**EXERCISE SET:**
**a.** Do the following statements agree with the Open Data harmonization post below? Answer yes or no for each, and quote the words from the post that decide it. (i) The speaker had 20 minutes for the presentation in Brussels. (ii) The talk in Granollers went into the hard reality of Open Data in depth. (iii) Europe has fewer than 100 Open Data portals.
**b.** In the Open Data harmonization post below, what does the EuroAlert service alert you about?

-- start of DOCUMENT PASSAGE --

Wednesday, October 15, 2014

EU Tools for all Open Data harmonisation all over Europe

Last week I was in Brussels. I was there invited by the Homer Project (a very interesting European project with the aim of harmonise Open Data offers of the several Mediterranean regions):

My presentation was about European Union tools and cases about this critical requirement: we need to harmonise our Open Data offers, otherwise we don't have a European Open Data market, we only have a lot of isolated Open Data portals.

I put here my presentation and all of my speech.

1.- Introduction
Hello, good morning, I’m Marc Garriga.

I’m the owner of desideDatum Data Company and I’m one of the advisors of the EPSI Platform.

First, I want to thank to Homer Project to give me the opportunity to be here in order to explain tools and cases about Open Data harmonisation all over Europe.

I have only 20 minutes, so let's get to the point.

2.- Why Open Data harmonisation?
Last Saturday I was in Granollers, a medium city close to Barcelona, Spain.

I gave a talk about the importance of Open Data, its benefits to society (including business benefits). I use this definition of Open Data.

It was an introductory talk, a non-deep level talk; therefore, I only explained the bed of roses of Open Data.

But, as you know, the reality is quite hard.

3.- Why Open Data harmonisation?
The hard reality is: Building open data services is, still, a pain.

Nowadays there are more than 130 Open Data portals in Europe; this is a lot of open data available (even though reusers want more open data).

There is a lot of data available, but building Open Data’s services is very difficult.

Specially on that services that use data from different Open Data portals.

Let’s make a test: What services (that use data from different portals) do you know?

[waiting for public answers]

There are services that use data from different Open Data portals, but there are still few.

One of them is EuroAlert:, a service that alerts you about relevant tenders from European governments.

The manager of this company (José Luis Marín) told me that it is very difficult to build a pan-European service with data from different portals: there are different languages, different data structures, different ways to tender, different cultures... these are big problems that are hard to solve.

But, we can solve (or try to solve) these problems: we "only" need to harmonize the different Open Data offerings.

-- end of DOCUMENT PASSAGE --
-- start of DATASET SECTION --

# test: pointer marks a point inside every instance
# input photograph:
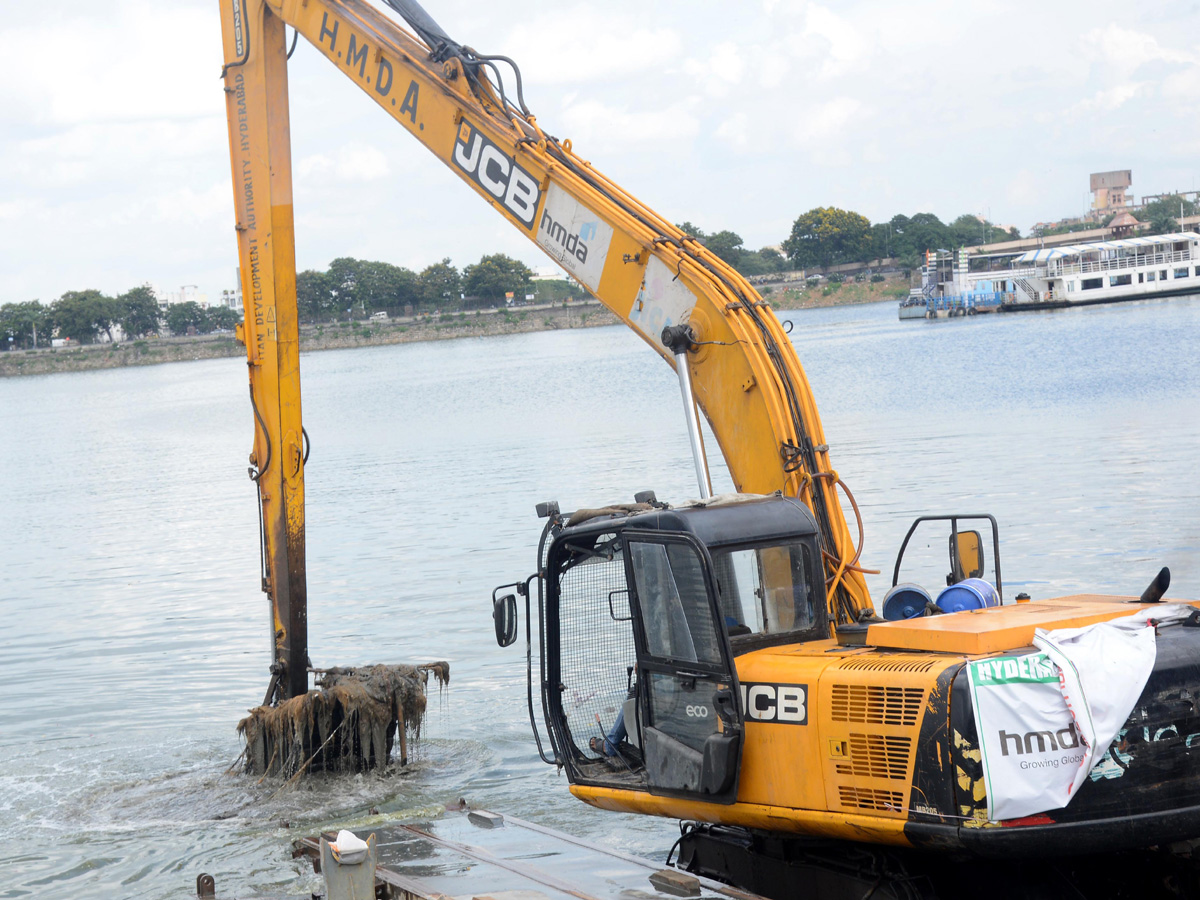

-- end of DATASET SECTION --

**RESPONSES PER TASK:**
**a.**
(i) Yes: "I have only 20 minutes, so let's get to the point."
(ii) No: "It was an introductory talk, a non-deep level talk; therefore, I only explained the bed of roses of Open Data."
(iii) No: "Nowadays there are more than 130 Open Data portals in Europe"

**b.** Relevant tenders from European governments.